→ Qué harás:
(a) Traduce al inglés esta oración del texto sobre los restos del autor de El Quijote: «¿Los llevarán a Bruselas para que toda Europa —o el mundo entero, que es más grande— vea de lo que somos capaces de hacer en este país?»
(b) Prolonga el texto sobre los restos del autor de El Quijote a partir de su última pregunta.
─── Texto de lectura ───
Dicho lo cual, me pregunto qué dirían —si pudieran decir algo— los seres «ya-no-humanos» a los que van a remover en sus tumbas para rescatar al ilustre escritor, o lo que queda de él, si algo quedare.

 

Es más, me pregunto qué diría —si pudiera decir algo— el propio escritor sobre el circo de tres pistas que están preparando las autoridades político-culturales para conmemorar este año la publicación de la segunda parte de El Quijote y el año próximo los 400 años de la muerte de su autor.

 

Del mismo modo me pregunto a mí mismo, pues por suerte yo aún puedo preguntármelo, qué harán con los restos óseos de don Miguel:

 

1.- ¿Los repartirán por ayuntamientos varios y colegios públicos y/o concertados, como hicieron con la Copa del Mundo de fútbol ganada en Sudáfrica por la Roja, para que la gente acuda en peregrinación y forme colas kilométricas con el fin de hacerse un selfi junto al metacarpio de la mano del ilustre creador de don Quijote?

 

2.- ¿Los llevarán a Bruselas para que toda Europa —o el mundo entero, que es más grande— vea de lo que somos capaces de hacer en este país?

 

3.- ¿Lo pondrán como ejemplo del modo en que se puede reducir la lista del paro de odontólogos, arqueólogos, forenses, contorsionistas, etcétera?
─── Bloque de datos ───
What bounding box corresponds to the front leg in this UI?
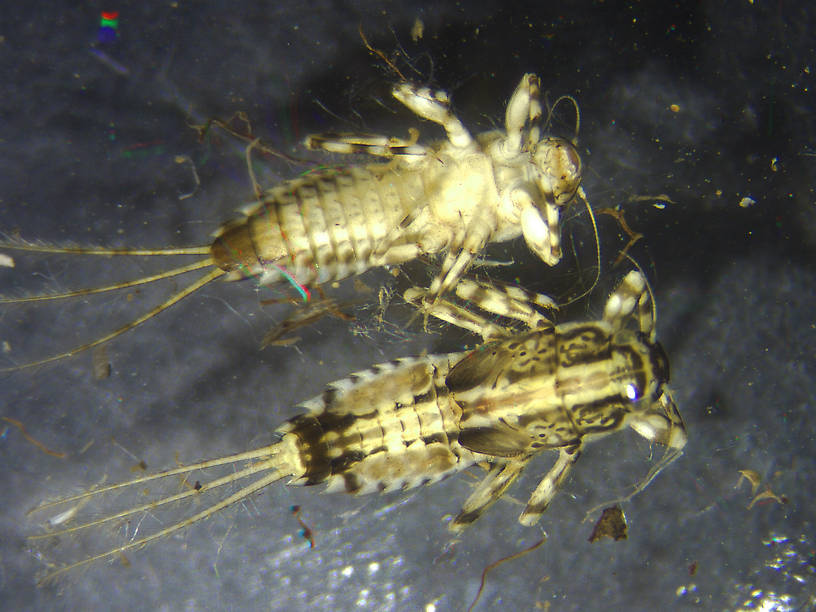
───
→ Respuestas:
(a) Will they take them to Brussels so that all of Europe —or the whole world, which is bigger— can see what we are capable of doing in this country?

(b)
 

Y por último me pregunto también —por ese vicio de hacer preguntas— si los que promueven esta iniciativa tan aireada en la prensa conocen la obra de don Miguel, es decir, si la han leído, o si las colas que presumiblemente darán vueltas a varias manzanas para hacerse un selfi saldrán del museo, del ayuntamiento de turno o de la sede del Parlamento Europeo corriendo en tropel, cual muchedumbre en el primer día de rebajas, hacia la librería que tengan más cerca para adquirir previo pago un ejemplar de la novela de ese señor —o minúscula parte del señor— del que acaban de ver un peroné en casi perfecto estado de conversación y que seguramente será un buen escritor aunque no haya ganado el Premio Planeta, o al menos no consta en Wikipedia.

 

Demasiadas preguntas y ninguna respuesta, por ahora.